## WHAT YOU ARE ASKED TO DO
Reproduce the items verbatim, starting at their first line and continuing through the line that contains "box: [600, 27, 2328, 1215]".
════
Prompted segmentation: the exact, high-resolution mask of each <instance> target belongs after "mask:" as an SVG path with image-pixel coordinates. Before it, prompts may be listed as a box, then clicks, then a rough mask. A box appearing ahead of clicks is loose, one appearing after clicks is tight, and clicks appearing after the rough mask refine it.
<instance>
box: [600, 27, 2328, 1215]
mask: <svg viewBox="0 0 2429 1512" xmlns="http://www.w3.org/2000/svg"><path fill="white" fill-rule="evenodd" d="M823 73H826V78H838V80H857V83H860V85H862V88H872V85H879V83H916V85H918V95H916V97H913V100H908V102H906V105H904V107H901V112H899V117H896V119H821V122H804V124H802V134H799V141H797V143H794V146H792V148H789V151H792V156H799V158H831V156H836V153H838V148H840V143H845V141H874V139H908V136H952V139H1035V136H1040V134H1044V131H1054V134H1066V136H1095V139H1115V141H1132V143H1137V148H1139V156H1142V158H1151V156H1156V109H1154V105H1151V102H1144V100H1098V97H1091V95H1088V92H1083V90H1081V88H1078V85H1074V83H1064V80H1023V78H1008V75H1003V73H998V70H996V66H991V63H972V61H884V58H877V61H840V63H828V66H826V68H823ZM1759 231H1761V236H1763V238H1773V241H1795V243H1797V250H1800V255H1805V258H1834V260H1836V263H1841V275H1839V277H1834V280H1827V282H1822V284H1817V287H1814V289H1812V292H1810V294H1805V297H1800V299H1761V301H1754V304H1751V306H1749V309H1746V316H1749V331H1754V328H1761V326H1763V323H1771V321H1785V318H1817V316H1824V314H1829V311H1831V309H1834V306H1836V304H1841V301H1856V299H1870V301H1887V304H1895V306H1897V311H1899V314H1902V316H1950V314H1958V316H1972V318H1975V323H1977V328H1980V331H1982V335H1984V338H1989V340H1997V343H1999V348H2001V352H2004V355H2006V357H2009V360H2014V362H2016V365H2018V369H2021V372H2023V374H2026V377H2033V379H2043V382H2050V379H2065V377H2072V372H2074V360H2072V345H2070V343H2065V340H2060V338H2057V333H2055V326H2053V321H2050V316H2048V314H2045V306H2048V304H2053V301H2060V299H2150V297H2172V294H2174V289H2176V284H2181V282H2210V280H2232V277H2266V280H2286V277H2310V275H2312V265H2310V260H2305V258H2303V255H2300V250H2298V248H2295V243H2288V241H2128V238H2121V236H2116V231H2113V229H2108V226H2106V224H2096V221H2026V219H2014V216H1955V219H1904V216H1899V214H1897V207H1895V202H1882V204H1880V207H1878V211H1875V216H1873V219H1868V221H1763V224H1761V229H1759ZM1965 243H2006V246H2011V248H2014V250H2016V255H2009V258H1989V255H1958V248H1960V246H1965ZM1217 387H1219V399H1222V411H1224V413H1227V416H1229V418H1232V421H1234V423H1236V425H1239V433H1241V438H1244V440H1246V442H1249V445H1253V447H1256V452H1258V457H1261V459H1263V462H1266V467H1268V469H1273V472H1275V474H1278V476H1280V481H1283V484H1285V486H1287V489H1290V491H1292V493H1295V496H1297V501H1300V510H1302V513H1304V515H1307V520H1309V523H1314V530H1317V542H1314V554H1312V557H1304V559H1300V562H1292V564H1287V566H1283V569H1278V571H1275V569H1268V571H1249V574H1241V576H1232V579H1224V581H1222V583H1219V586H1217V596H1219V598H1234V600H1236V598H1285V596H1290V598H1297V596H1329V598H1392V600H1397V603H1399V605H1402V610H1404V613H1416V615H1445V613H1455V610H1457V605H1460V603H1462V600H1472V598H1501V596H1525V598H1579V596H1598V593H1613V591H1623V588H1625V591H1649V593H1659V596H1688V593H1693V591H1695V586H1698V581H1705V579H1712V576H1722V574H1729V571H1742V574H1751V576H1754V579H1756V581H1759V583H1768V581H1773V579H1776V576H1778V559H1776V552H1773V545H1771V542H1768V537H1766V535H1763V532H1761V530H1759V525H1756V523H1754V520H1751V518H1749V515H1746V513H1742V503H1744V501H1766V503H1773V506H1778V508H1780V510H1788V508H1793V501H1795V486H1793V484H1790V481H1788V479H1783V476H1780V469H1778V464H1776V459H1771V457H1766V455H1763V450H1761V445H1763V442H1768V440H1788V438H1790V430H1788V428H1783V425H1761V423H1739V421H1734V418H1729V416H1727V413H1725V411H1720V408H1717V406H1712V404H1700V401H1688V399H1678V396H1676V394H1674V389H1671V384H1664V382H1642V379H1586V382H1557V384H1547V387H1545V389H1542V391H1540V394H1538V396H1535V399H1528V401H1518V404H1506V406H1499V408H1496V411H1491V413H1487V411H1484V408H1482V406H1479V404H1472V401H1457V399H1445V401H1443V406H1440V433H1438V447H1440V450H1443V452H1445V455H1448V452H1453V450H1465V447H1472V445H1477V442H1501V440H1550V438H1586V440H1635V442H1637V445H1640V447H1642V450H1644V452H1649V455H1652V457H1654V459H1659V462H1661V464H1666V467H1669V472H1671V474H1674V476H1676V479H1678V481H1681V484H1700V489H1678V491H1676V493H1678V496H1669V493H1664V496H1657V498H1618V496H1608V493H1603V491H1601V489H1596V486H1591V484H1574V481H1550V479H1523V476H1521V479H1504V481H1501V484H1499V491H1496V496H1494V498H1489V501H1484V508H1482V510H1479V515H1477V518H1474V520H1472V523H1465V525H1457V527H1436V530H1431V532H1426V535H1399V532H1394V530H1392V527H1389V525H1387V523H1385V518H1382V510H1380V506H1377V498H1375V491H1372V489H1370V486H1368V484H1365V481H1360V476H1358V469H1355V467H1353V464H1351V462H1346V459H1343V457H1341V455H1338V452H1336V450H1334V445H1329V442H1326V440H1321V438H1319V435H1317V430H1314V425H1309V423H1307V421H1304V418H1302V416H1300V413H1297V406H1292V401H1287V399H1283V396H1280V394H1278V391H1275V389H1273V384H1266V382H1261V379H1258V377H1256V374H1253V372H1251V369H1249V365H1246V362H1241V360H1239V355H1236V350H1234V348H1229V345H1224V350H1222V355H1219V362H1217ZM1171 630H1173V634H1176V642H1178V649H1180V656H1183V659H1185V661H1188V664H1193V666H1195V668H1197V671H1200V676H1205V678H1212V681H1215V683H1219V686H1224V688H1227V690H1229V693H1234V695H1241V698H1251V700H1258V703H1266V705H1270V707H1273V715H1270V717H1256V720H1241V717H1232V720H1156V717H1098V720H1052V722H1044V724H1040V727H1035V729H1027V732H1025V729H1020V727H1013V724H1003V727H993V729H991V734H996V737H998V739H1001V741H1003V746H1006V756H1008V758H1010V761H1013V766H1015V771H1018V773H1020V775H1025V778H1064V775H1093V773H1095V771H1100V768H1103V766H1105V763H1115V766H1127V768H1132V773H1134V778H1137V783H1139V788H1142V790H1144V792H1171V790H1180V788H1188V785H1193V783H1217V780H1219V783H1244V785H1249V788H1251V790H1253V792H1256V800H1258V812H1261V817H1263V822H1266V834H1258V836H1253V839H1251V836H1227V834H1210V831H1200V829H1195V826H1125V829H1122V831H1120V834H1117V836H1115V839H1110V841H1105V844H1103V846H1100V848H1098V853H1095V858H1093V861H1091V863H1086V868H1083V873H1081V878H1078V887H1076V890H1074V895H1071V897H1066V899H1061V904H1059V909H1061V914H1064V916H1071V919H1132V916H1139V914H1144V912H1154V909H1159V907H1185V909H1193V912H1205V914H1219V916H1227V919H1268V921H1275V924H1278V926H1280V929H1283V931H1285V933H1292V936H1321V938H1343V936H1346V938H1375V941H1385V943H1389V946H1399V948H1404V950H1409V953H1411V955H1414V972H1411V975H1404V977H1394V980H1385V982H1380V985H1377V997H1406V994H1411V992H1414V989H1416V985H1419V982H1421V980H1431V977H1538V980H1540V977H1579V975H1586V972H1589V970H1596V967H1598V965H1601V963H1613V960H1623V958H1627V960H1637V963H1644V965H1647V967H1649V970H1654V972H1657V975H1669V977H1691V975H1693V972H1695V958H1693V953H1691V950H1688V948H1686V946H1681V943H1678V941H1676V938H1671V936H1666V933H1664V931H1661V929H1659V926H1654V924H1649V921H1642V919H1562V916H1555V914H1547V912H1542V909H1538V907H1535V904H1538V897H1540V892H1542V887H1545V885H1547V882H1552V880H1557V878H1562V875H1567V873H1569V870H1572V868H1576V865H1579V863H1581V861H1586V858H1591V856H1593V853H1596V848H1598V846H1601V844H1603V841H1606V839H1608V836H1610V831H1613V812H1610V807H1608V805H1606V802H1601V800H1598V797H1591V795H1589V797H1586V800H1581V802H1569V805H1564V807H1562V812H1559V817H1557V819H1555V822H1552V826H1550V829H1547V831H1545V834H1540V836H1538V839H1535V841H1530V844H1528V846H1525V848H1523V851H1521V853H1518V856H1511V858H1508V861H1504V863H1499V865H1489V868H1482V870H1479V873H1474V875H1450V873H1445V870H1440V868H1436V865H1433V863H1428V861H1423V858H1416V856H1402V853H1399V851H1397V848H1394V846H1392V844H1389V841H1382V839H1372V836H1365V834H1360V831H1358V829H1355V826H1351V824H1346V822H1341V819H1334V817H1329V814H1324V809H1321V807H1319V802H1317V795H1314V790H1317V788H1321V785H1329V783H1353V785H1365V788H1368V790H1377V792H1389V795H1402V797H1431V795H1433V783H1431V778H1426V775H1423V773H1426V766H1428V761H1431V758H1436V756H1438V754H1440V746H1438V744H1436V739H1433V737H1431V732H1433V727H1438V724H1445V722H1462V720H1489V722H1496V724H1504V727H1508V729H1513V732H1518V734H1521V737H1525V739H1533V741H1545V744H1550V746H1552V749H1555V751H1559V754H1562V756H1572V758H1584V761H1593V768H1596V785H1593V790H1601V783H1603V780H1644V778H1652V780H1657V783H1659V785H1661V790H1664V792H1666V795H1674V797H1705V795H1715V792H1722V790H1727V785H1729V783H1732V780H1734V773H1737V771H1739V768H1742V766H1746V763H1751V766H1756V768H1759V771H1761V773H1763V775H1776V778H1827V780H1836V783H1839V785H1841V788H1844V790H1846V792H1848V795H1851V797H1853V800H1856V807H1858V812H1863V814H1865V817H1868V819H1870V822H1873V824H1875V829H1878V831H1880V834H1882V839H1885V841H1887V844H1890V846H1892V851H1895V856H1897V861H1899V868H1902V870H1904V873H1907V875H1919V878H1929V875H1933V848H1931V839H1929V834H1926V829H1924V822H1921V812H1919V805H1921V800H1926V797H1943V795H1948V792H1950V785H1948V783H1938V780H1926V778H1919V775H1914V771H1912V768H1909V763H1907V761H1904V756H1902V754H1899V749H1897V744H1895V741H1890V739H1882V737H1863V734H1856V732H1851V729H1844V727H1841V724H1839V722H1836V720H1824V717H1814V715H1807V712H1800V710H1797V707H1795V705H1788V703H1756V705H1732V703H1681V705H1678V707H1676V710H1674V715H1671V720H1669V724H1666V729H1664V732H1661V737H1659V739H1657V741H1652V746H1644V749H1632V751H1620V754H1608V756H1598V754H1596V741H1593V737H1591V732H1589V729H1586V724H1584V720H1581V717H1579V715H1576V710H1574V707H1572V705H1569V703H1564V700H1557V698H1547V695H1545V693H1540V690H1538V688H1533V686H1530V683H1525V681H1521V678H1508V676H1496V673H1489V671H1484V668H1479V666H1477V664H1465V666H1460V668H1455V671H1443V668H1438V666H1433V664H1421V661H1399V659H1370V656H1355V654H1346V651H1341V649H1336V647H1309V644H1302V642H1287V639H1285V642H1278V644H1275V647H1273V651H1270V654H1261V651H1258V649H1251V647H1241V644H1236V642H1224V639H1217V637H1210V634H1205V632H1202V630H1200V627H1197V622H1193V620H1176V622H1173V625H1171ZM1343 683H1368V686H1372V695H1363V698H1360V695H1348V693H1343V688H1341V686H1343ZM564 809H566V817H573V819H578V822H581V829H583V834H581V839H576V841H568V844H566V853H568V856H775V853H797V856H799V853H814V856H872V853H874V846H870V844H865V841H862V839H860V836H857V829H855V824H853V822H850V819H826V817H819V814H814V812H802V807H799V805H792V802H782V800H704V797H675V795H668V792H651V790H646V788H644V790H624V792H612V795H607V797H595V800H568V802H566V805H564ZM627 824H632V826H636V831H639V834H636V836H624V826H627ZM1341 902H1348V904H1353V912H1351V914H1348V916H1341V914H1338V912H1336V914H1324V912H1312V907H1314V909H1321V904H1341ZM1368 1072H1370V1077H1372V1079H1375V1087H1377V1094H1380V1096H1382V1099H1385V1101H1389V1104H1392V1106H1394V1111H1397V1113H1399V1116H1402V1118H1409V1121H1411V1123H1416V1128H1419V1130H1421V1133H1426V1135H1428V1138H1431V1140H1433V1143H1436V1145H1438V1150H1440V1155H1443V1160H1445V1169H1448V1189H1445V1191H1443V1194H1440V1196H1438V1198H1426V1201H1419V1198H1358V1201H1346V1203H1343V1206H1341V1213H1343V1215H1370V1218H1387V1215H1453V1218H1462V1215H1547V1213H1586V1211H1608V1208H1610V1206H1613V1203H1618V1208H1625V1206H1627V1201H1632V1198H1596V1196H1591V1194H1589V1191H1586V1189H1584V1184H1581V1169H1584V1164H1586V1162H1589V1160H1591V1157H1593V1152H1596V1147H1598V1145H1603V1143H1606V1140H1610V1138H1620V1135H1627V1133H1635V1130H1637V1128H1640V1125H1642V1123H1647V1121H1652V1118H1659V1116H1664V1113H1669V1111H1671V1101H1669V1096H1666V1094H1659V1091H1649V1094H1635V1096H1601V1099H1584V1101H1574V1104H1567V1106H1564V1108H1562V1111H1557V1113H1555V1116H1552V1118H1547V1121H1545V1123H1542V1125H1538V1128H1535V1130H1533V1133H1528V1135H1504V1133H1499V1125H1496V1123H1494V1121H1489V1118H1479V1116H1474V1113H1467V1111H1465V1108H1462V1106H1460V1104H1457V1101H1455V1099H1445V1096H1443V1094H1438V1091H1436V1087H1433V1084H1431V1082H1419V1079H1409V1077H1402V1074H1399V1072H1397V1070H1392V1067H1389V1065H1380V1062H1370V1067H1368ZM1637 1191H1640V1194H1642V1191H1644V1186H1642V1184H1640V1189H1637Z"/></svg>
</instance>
════
## TASK ANSWER
Prompted segmentation: the exact, high-resolution mask of each <instance> target belongs after "mask:" as an SVG path with image-pixel coordinates. Before it, prompts may be listed as a box, then clicks, then a rough mask. A box appearing ahead of clicks is loose, one appearing after clicks is tight, and clicks appearing after the rough mask refine it.
<instance>
box: [600, 27, 2328, 1215]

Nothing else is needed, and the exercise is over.